(Records from a data source)
──────
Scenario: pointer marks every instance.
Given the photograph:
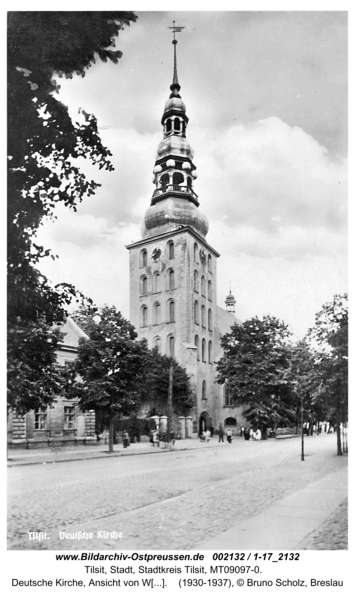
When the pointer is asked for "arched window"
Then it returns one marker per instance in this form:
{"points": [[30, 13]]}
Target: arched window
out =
{"points": [[196, 281], [157, 343], [196, 319], [178, 178], [143, 258], [209, 289], [203, 350], [204, 390], [164, 180], [170, 250], [228, 400], [171, 311], [197, 344], [171, 279], [171, 346], [156, 313], [209, 263], [210, 357], [210, 319], [144, 316], [156, 283], [144, 285], [203, 316]]}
──────
Work task
Copy out each line of the data exactly as it reads; skip the pictures.

Response to the exercise
Scenario: pointer marks every instance.
Given the photograph:
When the pointer is asked for "arched window"
Then it returns one marker per instance in this form:
{"points": [[30, 13]]}
Target: arched window
out =
{"points": [[196, 281], [157, 343], [196, 319], [178, 178], [143, 258], [209, 289], [203, 350], [204, 390], [164, 180], [170, 250], [228, 400], [171, 311], [197, 344], [171, 279], [171, 346], [156, 313], [209, 263], [210, 357], [210, 319], [144, 316], [156, 283], [144, 285], [203, 316]]}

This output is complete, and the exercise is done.